**Data in this exercise**
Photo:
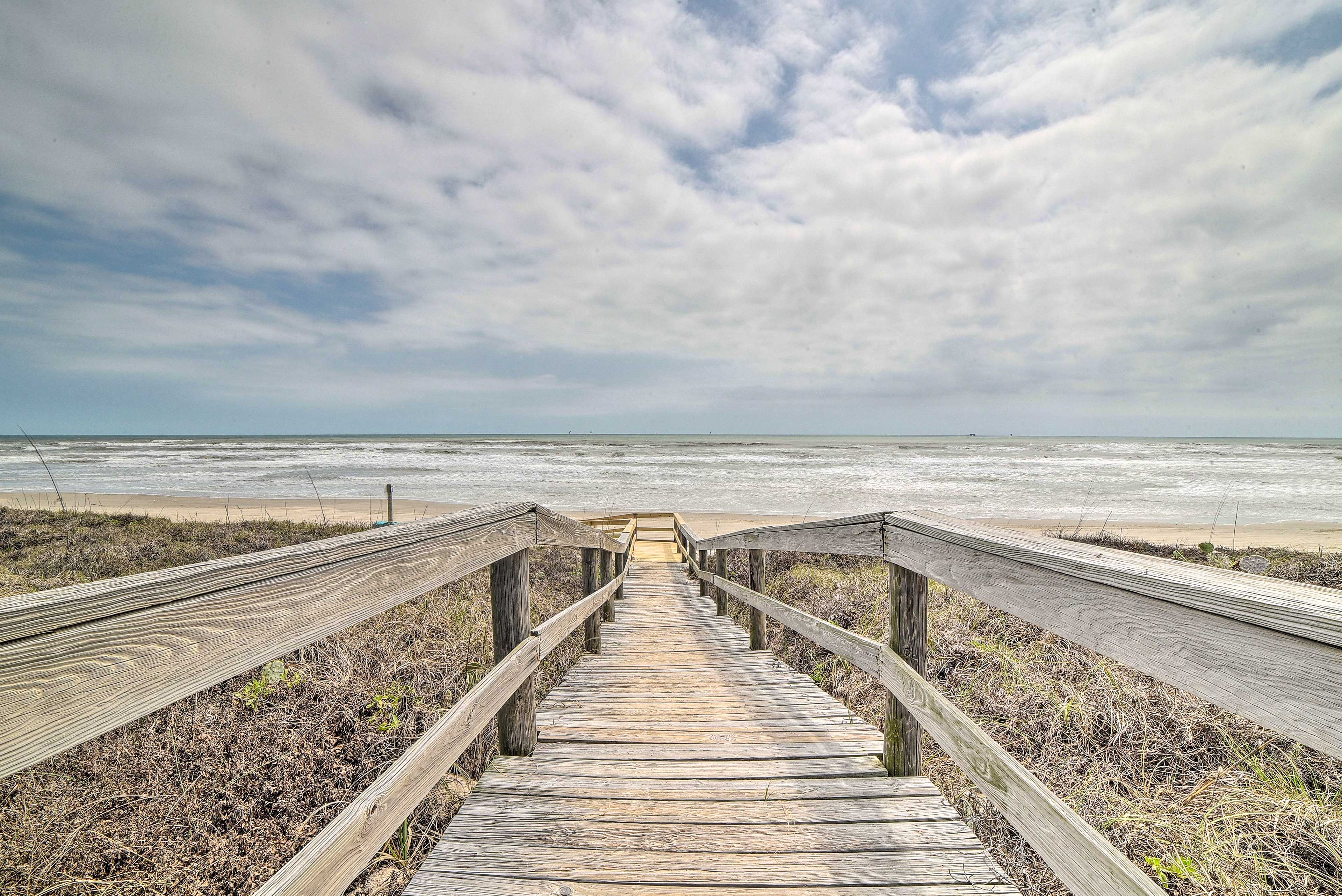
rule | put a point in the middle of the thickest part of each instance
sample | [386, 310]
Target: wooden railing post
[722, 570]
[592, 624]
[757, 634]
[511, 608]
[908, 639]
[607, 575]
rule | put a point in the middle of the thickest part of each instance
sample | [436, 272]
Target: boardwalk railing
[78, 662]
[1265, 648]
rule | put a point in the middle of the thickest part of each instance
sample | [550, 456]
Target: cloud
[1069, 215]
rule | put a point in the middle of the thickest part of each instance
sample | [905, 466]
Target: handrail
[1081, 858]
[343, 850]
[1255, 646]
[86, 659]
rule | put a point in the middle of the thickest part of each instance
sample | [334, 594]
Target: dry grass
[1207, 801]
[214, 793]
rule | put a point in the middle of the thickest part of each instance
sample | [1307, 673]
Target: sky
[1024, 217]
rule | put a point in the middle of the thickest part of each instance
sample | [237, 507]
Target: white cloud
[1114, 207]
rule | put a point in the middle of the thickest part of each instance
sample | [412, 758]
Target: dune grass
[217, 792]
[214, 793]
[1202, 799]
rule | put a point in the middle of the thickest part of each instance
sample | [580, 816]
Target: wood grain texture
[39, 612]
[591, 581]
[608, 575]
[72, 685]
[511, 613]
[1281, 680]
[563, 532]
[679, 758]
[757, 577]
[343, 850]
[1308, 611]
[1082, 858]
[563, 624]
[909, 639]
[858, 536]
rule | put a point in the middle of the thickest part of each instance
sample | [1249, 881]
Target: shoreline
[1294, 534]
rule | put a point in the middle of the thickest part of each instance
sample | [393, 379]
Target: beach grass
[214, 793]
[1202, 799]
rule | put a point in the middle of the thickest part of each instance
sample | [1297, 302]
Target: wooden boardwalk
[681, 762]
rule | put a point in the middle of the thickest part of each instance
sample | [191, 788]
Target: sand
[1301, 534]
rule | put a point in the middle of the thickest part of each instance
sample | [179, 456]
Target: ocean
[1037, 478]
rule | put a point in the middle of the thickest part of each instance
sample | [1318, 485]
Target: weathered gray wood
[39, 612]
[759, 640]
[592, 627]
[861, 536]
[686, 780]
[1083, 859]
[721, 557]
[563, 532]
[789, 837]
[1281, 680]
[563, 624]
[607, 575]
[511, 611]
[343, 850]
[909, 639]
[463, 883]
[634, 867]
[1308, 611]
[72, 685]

**Short exercise**
Reproduce every record above word for word, but omit the pictures.

**Output for this exercise**
Photo:
rule | put a point in the middle of the thickest part of each instance
sample | [386, 310]
Target: wooden railing post
[722, 570]
[592, 624]
[757, 634]
[511, 608]
[908, 639]
[607, 575]
rule | put a point in the middle of the thickest part of each instance
sample | [436, 272]
Target: boardwalk railing
[78, 662]
[1265, 648]
rule | put a point in the middle of the thickest part of each instance
sample | [550, 456]
Target: cloud
[1069, 215]
rule | put a point in the middle of the thickest part of each instance
sample | [905, 466]
Target: handrail
[1081, 858]
[343, 850]
[1255, 646]
[86, 659]
rule | put a point in the middle of the thickest part of each instance
sample | [334, 594]
Target: dry grass
[1207, 801]
[214, 793]
rule | put a point in the middle of the thickest part of each instance
sample | [1307, 673]
Target: sky
[1024, 217]
rule | put a point in the middle of the thickest part of each instance
sample | [237, 507]
Target: white cloud
[1114, 207]
rule | put a point in the middle of the thickest part of each instance
sample | [412, 758]
Target: dune grass
[217, 792]
[214, 793]
[1202, 799]
rule | put a point in the middle of the thickest part of each instance
sample | [580, 816]
Target: wood grain texture
[39, 612]
[591, 581]
[608, 575]
[72, 685]
[511, 613]
[1281, 680]
[563, 532]
[679, 758]
[757, 577]
[343, 850]
[1308, 611]
[1082, 858]
[563, 624]
[909, 639]
[858, 536]
rule | put a point in the middle of the thickest part of each instance
sample | [1249, 881]
Target: shoreline
[1294, 534]
rule | put a point in the middle of the thickest part of each instance
sample | [393, 379]
Target: beach grass
[214, 793]
[1202, 799]
rule | put a point in the middle of the thickest part of each instance
sample | [1297, 302]
Target: wooden boardwalk
[681, 762]
rule | put a point in the middle of the thickest part of each instance
sample | [191, 788]
Target: sand
[1301, 534]
rule | put a point in the middle of the thickest part of each instance
sample | [179, 456]
Target: ocean
[1037, 478]
rule | put a point in the middle of the thickest part of each instance
sample | [1318, 485]
Target: weathered gray wood
[39, 612]
[759, 640]
[592, 627]
[861, 536]
[686, 780]
[1083, 859]
[721, 557]
[563, 532]
[789, 837]
[1281, 680]
[563, 624]
[607, 575]
[511, 611]
[343, 850]
[909, 639]
[463, 883]
[634, 867]
[1308, 611]
[72, 685]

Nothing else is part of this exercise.